* DOCUMENT TEXT:
Some industry watchers are trying to tally carrier claims costs following an Aug. 12 explosion at a key China port. A.M. Best cautions, however, that plenty of variables remain. Among them: the mass evacuation of nearby residents who have yet to assess the damage that hit them.
“Various market sources have started to come up with insured loss estimates,” A.M. Best said in an Aug. 21 briefing regarding the explosion of a toxic chemical warehouse at Tianjin. “Those estimates are subject to uncertainty as residents within three kilometers of the blast site have been evacuated. Direct insurers and their policyholders are still not allowed to inspect on-site the extent of loss damage.”
Fitch Ratings estimated earlier this month that China’s own insurers would face the bulk of the financial losses from the Tianjin explosion. Six China companies are the most active insurers in Tianjin and handle more than 77 percent of the non-life segment as measured by direct premiums written, Fitch said. Fitch also estimated insurers losses could hit between $1 billion and $1.5 billion.

* EXERCISE BRIEF:
Reproduce, word for word, the whole text about insurance losses from the Tianjin port explosion. You can skip the entries that come next.

* EXERCISE DATA:
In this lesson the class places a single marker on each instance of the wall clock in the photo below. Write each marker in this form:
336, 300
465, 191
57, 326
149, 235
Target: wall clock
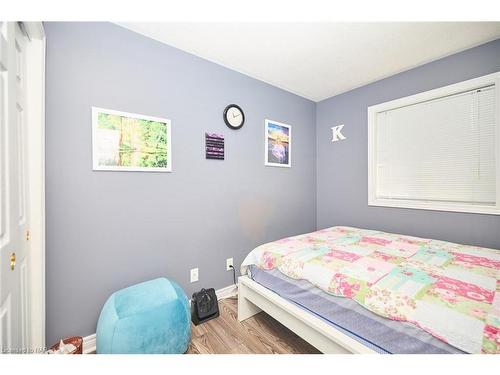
234, 116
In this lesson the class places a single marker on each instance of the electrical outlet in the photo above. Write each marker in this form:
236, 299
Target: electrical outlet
194, 275
229, 263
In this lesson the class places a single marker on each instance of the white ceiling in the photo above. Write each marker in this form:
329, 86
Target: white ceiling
319, 60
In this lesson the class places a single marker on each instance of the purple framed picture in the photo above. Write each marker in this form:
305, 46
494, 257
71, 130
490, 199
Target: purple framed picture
214, 146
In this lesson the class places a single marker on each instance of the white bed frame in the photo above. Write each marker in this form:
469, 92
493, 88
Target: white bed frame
254, 298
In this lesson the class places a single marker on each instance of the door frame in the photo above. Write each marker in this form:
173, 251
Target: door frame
35, 101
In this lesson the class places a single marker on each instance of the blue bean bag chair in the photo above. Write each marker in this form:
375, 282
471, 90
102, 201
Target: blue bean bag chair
150, 317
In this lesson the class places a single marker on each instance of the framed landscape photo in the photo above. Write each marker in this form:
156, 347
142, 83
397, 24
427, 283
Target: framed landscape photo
278, 144
124, 141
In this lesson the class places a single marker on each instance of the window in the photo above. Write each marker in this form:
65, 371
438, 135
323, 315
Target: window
437, 150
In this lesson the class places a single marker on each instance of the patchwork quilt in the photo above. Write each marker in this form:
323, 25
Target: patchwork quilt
451, 291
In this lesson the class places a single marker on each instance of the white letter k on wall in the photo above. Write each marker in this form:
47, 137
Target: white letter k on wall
336, 133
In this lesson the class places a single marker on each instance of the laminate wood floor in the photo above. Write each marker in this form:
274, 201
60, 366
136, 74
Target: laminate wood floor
259, 334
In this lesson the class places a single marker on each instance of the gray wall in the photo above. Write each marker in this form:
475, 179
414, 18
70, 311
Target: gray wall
342, 167
108, 230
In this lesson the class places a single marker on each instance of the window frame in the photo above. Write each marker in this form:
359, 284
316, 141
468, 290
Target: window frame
476, 83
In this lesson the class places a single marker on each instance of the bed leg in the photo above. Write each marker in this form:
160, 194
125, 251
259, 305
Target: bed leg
246, 309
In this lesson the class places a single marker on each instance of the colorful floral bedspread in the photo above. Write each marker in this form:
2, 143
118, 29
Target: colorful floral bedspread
451, 291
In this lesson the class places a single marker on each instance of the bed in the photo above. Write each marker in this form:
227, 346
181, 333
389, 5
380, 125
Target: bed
351, 290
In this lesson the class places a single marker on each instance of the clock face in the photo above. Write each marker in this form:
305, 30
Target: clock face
234, 116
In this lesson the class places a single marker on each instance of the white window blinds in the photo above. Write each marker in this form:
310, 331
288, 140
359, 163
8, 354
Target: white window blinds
440, 150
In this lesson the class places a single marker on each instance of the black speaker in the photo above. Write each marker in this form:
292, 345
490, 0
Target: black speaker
204, 306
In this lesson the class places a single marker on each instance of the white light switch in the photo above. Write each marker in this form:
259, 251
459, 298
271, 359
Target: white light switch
194, 275
229, 263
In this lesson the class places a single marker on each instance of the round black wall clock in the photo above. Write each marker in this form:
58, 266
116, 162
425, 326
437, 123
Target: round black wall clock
234, 116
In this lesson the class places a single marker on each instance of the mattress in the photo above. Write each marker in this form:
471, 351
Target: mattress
378, 333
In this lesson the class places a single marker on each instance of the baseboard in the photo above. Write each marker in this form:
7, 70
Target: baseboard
89, 342
228, 291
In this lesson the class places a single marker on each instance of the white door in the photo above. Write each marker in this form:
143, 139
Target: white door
14, 213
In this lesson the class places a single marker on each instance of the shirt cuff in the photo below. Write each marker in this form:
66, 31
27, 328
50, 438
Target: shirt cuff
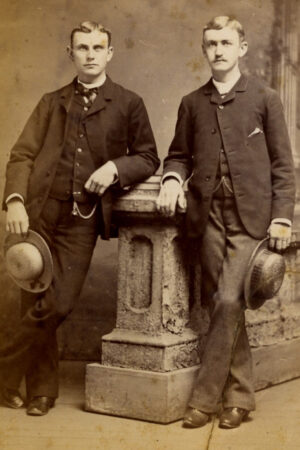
282, 221
172, 175
115, 170
14, 195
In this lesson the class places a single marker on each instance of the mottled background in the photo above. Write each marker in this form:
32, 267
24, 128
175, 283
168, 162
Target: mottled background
158, 55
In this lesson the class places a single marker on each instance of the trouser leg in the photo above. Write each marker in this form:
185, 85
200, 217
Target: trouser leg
225, 251
34, 350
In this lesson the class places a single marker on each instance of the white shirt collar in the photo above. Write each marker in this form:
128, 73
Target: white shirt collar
224, 88
92, 85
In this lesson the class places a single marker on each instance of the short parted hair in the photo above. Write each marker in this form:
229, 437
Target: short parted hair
219, 22
89, 26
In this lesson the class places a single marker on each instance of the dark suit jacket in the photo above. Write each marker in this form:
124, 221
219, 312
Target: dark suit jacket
260, 163
117, 127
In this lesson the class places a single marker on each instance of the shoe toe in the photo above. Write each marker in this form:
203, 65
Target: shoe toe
232, 417
194, 418
39, 406
12, 398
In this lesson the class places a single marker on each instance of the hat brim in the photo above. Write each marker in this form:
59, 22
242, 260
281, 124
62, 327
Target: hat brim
252, 302
45, 279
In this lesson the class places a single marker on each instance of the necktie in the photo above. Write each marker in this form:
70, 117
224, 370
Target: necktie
88, 94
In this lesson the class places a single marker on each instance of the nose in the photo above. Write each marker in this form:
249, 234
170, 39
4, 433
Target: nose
219, 49
90, 54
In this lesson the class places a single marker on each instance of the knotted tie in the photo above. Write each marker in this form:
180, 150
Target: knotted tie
88, 94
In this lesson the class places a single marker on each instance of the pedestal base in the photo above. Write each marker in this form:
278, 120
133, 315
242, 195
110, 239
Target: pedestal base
139, 394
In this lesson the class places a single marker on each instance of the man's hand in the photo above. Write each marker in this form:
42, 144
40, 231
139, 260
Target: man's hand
102, 178
279, 236
171, 194
17, 218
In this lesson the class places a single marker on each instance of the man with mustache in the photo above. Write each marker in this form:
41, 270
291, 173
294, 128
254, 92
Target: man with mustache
80, 143
231, 144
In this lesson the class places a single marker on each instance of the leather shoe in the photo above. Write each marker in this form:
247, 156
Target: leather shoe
232, 417
194, 418
12, 398
39, 406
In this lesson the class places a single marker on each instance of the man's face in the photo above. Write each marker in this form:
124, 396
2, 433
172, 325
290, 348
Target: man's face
90, 54
223, 49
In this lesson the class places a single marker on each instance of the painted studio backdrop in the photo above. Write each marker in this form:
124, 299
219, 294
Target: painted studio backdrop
158, 55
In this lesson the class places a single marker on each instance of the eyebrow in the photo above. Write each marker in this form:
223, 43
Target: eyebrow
81, 45
223, 41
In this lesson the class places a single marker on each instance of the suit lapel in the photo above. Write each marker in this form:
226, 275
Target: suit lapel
105, 94
215, 97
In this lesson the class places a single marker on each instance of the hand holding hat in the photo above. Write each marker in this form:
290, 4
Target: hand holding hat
17, 218
264, 276
280, 236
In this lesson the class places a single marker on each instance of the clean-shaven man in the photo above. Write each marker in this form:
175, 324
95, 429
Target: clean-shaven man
80, 142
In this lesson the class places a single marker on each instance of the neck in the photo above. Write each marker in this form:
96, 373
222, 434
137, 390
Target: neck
225, 77
98, 80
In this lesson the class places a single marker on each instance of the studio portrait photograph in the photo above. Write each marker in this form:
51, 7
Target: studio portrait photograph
150, 225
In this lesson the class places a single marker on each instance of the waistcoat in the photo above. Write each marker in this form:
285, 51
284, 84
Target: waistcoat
76, 162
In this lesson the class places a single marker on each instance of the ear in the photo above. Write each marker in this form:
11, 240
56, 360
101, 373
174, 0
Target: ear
70, 53
243, 48
110, 53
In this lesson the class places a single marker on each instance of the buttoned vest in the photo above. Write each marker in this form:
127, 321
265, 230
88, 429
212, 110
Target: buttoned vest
76, 163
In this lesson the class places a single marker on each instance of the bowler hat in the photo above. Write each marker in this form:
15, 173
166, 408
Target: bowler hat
264, 275
28, 261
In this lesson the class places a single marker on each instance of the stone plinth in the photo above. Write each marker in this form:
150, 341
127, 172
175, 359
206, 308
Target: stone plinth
151, 358
152, 353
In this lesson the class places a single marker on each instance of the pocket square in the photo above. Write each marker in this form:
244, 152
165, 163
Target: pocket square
256, 131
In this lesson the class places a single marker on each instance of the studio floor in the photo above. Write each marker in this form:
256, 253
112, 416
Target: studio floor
275, 425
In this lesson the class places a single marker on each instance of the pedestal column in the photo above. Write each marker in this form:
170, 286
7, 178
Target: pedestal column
150, 359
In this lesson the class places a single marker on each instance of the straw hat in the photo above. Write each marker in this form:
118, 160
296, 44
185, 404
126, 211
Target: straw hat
28, 261
264, 276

* OUTPUT:
Some industry watchers are trying to tally carrier claims costs following an Aug. 12 explosion at a key China port. A.M. Best cautions, however, that plenty of variables remain. Among them: the mass evacuation of nearby residents who have yet to assess the damage that hit them.
“Various market sources have started to come up with insured loss estimates,” A.M. Best said in an Aug. 21 briefing regarding the explosion of a toxic chemical warehouse at Tianjin. “Those estimates are subject to uncertainty as residents within three kilometers of the blast site have been evacuated. Direct insurers and their policyholders are still not allowed to inspect on-site the extent of loss damage.”
Fitch Ratings estimated earlier this month that China’s own insurers would face the bulk of the financial losses from the Tianjin explosion. Six China companies are the most active insurers in Tianjin and handle more than 77 percent of the non-life segment as measured by direct premiums written, Fitch said. Fitch also estimated insurers losses could hit between $1 billion and $1.5 billion.